◆ AIM OF THE TASK
Please reproduce the following records exactly, with nothing omitted.

◆ DATASET RECORDS
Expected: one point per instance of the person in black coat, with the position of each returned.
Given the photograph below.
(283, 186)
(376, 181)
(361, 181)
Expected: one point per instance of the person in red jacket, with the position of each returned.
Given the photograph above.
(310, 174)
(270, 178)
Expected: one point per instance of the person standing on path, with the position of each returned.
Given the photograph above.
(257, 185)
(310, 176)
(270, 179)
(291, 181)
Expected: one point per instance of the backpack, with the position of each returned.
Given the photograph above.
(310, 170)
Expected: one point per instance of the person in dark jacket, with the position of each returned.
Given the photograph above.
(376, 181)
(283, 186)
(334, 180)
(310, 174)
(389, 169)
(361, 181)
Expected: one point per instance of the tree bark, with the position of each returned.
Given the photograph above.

◆ TASK RESPONSE
Expected: one point per instance of the person in black coat, with the position of each returned.
Given the photograph below.
(283, 186)
(376, 181)
(361, 181)
Expected: one point per instance of the person in red jacket, with the position of each returned.
Given the photograph above.
(310, 174)
(270, 178)
Expected: one point per instance of the person standing on path, with the position of each returned.
Given the photograph above.
(257, 185)
(310, 176)
(270, 179)
(291, 181)
Expected: one point per instance of the backpack, with the position of each returned.
Given the photograph above.
(310, 170)
Expected: one point per instance of the person in dark jacket, with the position of each returned.
Given the photograph above.
(376, 181)
(283, 186)
(334, 180)
(310, 174)
(389, 169)
(361, 181)
Expected: one point per instance of the tree bark, with the position of each returned.
Given the photograph above.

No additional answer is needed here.